**** Excerpted passage ****

Arbitrary SQL operators (such as MySQL’s NULL-safe equality operator, <=>) are also supported via the op() method on ClauseElements:

>>> print product_table.c.sku.op('my_new_operator')(

... product_table.c.msrp)

product.sku my_new_operator product.msrp

SQLAlchemy also provides for use of the SQL boolean operators AND, OR, and NOT, as well as the LIKE operator for comparing strings. The bitwise logical operators &, |, and ~ are used to implement AND, OR, and NOT, while the like() method on ClauseElements is used to implement LIKE. Special care must be taken when using the AND, OR, and NOT overloads because of Python operator precendence rules. For instance, & binds more closely than <, so when you write A < B & C < D, what you are actually writing is A < (B&C) < D, which is probably not what you intended. You can also use the SQLAlchemy-provided functions and_, or_, and not_ to represent AND, OR, and NOT if you prefer:

>>> print (product_table.c.msrp > 10.00) & (product_table.c.msrp <

... 20.00)

product.msrp > ? AND product.msrp < ?

>>> print and_(product_table.c.msrp > 10.00,

... product_table.c.msrp < 20.00)

product.msrp > ? AND product.msrp < ?

>>> print product_table.c.sku.like('12%')

product.sku LIKE ?

>>> print ~((product_table.c.msrp > 10.00) &

... (product_table.c.msrp < 20.00))

NOT (product.msrp > ? AND product.msrp < ?)

>>> print not_(and_(product_table.c.msrp > 10.00,

... product_table.c.msrp < 20.00))

NOT (product.msrp > ? AND product.msrp < ?)

SQLAlchemy also provides for the use of arbitrary SQL functions via the func variable, which generates functions using attribute access. You can also use the special function func._ to add parentheses around a subexpression if necessary:

>>> print func.now()

now()

>>> print func.current_timestamp

current_timestamp

>>> print func.abs(product_table.c.msrp)

abs(product.msrp)

>>> print func._(text('a=b'))

(a=b)

SQLAlchemy provides several other useful methods on ClauseElements, summarized here:

between(cleft, cright)

Produces a BETWEEN clause like column BETWEEN cleft AND cright.

distinct ()

Adds a DISTINCT modifier like DISTINCT column.

startswith(other)

Produces the clause column LIKE 'other%'.

endswith (other)

Produces the clause column LIKE '%other‘.

in_ (*other)

Produces an IN clause like column IN (other[0], other[1], ...). other can also be a subquery.

like (other)

Produces a LIKE clause like column LIKE other.

op (operator)

Produces an arbitrary operator like column operator.

label (name)

Produces an AS construct for the column (a column alias) like column AS name.

****

*Challenge 1*. Convert the rows below, from the line with "Mark man in dark suit in the image above." to the line with "[78,211,112,244]", into a two-column CSV with the headers instruction and coordinates. Give each instruction one line, put each field in quotes, and replace line breaks inside a field with spaces.

**** Records ****

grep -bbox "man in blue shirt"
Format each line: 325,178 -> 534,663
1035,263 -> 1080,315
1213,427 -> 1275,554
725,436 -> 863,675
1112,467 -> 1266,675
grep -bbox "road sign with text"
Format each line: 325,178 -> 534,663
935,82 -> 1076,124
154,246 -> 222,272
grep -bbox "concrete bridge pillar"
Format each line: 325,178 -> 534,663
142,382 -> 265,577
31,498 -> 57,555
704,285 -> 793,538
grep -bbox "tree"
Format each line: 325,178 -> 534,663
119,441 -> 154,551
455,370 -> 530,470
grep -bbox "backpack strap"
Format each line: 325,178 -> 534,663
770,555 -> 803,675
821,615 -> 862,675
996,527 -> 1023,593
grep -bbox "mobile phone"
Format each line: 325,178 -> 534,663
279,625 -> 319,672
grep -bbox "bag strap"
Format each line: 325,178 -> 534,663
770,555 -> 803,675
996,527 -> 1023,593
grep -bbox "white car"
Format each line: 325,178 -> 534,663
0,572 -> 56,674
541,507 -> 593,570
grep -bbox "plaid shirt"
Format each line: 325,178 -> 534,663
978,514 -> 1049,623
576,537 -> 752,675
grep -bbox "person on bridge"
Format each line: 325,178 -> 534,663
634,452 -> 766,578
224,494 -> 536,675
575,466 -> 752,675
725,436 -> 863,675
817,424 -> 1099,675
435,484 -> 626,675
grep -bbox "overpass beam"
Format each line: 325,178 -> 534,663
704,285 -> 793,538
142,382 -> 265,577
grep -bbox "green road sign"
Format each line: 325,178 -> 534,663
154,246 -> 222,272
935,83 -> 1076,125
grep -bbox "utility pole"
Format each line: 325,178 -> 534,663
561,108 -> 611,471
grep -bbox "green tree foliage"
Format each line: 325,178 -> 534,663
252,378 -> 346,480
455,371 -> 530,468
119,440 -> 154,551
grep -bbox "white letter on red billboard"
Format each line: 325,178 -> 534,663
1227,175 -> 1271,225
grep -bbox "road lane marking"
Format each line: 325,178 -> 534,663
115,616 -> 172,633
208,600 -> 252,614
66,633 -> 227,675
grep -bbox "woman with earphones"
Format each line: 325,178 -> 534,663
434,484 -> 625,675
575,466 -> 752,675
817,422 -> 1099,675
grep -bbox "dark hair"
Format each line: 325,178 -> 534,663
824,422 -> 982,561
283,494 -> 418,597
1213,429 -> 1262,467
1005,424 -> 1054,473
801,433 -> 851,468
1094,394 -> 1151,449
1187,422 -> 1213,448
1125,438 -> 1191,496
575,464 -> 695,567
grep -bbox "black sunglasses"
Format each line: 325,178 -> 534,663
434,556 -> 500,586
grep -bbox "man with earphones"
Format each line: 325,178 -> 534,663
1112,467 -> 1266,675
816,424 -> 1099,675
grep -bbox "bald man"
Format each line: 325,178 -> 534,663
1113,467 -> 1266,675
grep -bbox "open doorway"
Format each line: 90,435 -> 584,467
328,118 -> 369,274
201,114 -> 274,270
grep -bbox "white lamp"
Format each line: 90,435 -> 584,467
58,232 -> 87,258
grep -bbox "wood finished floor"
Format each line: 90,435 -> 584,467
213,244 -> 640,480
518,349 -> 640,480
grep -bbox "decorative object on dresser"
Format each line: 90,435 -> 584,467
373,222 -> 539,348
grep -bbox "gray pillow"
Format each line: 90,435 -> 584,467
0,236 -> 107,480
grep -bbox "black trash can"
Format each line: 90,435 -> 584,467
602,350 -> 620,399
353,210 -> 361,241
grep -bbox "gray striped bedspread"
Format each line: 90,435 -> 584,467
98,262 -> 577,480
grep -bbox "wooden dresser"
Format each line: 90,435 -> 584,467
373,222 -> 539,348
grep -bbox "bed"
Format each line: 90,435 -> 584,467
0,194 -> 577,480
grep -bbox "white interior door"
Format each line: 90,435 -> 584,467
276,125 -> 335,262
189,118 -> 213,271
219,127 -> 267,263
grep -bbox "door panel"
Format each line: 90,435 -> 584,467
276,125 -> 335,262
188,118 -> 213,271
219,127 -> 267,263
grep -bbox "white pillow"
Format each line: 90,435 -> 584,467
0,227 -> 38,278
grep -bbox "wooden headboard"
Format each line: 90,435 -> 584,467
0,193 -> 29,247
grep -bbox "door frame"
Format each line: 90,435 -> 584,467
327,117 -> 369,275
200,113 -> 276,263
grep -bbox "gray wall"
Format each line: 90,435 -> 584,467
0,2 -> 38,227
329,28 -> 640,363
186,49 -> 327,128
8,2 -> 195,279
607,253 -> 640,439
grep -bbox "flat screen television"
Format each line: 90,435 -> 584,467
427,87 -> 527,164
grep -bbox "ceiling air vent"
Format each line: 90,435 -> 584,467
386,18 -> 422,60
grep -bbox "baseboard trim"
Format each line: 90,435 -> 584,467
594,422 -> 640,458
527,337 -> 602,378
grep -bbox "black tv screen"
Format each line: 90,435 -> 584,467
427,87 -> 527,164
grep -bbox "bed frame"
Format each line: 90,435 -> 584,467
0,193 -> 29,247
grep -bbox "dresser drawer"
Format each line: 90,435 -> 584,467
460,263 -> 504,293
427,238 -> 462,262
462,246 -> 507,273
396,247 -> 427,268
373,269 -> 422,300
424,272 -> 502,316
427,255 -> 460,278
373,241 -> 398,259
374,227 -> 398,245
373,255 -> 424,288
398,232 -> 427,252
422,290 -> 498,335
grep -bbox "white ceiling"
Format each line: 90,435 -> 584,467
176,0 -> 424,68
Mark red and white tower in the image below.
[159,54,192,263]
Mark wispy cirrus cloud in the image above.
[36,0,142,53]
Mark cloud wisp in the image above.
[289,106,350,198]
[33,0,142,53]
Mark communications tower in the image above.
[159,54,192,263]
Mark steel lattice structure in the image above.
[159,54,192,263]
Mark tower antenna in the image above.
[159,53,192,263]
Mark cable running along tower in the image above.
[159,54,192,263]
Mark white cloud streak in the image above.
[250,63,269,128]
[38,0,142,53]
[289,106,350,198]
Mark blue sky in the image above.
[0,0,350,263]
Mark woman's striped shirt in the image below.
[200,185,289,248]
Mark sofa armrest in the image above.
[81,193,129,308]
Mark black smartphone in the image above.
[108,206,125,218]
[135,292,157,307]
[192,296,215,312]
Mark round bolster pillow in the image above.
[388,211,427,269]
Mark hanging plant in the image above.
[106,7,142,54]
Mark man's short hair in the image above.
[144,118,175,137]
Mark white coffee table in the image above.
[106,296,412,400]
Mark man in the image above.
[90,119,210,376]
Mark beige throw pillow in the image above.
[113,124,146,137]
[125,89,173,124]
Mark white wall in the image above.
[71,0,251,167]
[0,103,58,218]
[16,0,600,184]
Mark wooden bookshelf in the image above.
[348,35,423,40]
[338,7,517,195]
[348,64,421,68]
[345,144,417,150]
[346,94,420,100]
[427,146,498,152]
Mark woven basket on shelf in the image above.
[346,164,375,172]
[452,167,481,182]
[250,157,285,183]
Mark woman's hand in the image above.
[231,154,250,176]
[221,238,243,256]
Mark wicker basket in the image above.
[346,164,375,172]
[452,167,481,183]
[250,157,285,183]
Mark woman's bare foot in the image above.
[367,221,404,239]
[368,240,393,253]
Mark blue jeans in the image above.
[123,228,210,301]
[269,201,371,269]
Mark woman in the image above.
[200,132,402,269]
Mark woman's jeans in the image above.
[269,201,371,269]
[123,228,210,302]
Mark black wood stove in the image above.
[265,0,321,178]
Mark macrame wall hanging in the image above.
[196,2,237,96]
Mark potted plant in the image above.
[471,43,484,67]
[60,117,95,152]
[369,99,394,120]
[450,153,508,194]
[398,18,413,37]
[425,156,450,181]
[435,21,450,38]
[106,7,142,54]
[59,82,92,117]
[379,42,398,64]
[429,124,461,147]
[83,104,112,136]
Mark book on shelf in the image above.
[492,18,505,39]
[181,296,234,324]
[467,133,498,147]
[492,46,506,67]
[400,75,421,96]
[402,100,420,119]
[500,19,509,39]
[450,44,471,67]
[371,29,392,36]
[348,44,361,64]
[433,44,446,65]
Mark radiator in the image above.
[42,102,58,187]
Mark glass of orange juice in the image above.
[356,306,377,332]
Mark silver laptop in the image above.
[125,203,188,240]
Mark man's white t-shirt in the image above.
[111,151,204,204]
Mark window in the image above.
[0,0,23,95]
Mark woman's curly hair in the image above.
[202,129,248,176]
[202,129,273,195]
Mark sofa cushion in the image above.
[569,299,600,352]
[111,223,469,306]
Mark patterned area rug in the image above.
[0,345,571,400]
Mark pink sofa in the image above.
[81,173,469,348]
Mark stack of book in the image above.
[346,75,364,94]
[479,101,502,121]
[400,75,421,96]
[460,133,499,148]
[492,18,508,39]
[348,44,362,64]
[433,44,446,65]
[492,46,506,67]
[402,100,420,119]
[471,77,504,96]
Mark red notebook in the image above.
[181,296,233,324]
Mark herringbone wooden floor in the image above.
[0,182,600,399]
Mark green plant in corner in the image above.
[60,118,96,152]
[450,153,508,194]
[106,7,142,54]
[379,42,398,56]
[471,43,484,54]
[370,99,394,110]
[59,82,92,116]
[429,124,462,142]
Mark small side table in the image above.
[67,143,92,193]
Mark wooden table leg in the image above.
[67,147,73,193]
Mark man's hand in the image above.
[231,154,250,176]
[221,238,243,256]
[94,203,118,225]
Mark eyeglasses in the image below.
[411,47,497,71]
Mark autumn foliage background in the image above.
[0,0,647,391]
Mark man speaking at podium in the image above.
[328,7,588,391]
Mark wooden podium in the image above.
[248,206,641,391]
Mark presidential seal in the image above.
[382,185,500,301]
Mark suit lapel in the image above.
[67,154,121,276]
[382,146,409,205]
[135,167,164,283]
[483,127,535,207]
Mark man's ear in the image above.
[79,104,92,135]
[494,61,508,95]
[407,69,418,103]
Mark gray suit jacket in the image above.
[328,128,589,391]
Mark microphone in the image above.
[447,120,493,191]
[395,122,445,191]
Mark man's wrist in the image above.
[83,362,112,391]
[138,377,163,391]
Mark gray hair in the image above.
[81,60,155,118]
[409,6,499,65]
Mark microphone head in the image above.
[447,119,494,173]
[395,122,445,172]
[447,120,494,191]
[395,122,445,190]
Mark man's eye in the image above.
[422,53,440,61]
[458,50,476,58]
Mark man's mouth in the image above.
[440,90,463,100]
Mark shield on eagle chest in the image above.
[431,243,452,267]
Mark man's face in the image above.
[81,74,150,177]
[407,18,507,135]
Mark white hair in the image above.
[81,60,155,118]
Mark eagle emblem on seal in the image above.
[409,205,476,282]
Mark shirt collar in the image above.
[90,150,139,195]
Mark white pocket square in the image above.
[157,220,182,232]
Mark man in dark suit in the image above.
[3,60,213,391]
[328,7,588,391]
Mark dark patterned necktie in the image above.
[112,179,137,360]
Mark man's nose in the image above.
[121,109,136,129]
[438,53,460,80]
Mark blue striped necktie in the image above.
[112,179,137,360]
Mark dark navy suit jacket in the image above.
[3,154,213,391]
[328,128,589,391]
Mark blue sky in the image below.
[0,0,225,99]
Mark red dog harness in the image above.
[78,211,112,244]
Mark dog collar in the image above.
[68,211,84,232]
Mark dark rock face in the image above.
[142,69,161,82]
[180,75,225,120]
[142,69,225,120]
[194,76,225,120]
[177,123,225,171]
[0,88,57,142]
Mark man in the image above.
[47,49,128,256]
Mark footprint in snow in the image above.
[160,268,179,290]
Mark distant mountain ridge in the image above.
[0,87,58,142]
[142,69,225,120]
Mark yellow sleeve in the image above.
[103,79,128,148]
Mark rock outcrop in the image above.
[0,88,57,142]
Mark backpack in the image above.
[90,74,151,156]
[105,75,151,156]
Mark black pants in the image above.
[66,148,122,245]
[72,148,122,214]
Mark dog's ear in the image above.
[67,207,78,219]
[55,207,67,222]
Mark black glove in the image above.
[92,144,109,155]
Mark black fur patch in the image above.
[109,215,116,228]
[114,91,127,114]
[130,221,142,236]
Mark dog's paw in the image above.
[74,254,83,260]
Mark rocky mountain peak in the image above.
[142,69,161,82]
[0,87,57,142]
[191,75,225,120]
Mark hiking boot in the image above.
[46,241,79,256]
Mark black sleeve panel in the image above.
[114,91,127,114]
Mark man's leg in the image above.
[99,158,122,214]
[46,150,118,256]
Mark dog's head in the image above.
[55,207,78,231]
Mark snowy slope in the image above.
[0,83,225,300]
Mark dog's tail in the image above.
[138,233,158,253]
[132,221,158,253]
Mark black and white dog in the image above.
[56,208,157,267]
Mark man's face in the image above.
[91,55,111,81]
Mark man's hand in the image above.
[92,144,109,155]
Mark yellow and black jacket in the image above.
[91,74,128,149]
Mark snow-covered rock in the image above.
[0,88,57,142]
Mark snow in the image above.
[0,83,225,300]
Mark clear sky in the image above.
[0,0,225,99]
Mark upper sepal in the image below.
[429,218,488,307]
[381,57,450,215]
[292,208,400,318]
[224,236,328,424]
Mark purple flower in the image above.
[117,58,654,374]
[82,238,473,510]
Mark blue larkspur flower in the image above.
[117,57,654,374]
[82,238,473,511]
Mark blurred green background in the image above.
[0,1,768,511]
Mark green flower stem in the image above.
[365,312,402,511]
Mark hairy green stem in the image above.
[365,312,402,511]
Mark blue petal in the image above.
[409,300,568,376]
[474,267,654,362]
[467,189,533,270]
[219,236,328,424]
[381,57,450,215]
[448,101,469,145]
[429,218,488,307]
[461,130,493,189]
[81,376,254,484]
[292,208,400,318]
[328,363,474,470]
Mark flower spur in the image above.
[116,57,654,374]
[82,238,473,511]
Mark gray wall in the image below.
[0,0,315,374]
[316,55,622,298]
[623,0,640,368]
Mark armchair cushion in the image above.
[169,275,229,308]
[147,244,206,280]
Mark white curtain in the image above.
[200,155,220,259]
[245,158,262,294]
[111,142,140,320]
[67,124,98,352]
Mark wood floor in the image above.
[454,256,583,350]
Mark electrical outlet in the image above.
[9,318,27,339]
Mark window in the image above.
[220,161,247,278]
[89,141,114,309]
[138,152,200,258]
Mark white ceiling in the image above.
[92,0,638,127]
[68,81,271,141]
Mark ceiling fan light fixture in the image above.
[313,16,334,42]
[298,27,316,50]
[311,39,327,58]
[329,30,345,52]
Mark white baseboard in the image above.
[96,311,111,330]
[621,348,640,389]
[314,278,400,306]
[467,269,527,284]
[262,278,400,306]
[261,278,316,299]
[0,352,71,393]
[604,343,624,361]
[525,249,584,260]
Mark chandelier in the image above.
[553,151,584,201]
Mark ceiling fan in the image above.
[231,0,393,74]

****

*Challenge 2*. In the SQLAlchemy excerpt, which method on ClauseElements is used to implement LIKE?

*Task result 1*.
instruction,coordinates
"Mark man in dark suit in the image above.","[3,60,213,391] [328,7,588,391]"
"Mark dark patterned necktie in the image above.","[112,179,137,360]"
"Mark man's nose in the image above.","[121,109,136,129] [438,53,460,80]"
"Mark blue striped necktie in the image above.","[112,179,137,360]"
"Mark dark navy suit jacket in the image above.","[3,154,213,391] [328,128,589,391]"
"Mark blue sky in the image below.","[0,0,225,99]"
"Mark red dog harness in the image above.","[78,211,112,244]"

*Task result 2*. The like() method.